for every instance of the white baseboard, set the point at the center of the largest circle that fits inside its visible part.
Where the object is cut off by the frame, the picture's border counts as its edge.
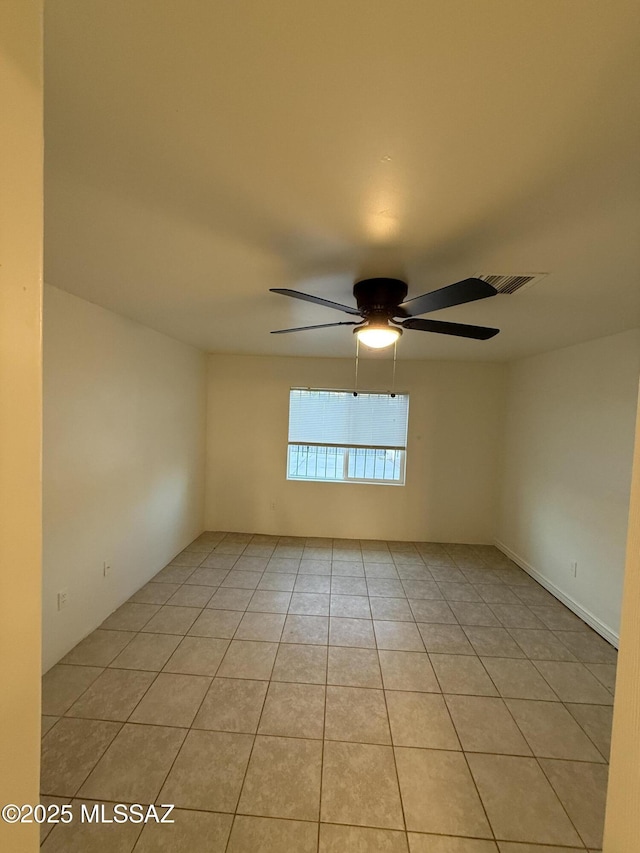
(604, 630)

---

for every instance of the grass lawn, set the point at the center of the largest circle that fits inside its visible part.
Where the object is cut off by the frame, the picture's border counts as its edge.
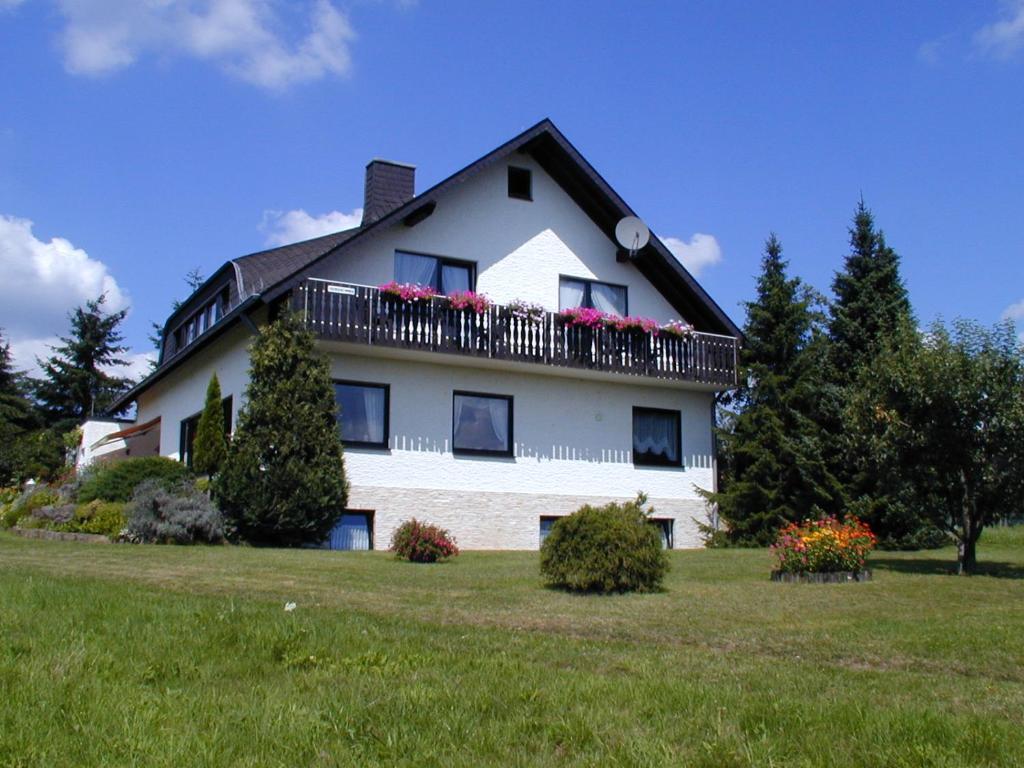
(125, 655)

### ASSIGNMENT
Gather each line from the entries above that includes the word "point".

### ANSWER TO THE PROBLEM
for every instance of the white baseboard, set the point at the center of the largest circle that fits inside its visible part.
for every instance of the grass lawn, set the point at the center of the largest circle that fits inside its visible part.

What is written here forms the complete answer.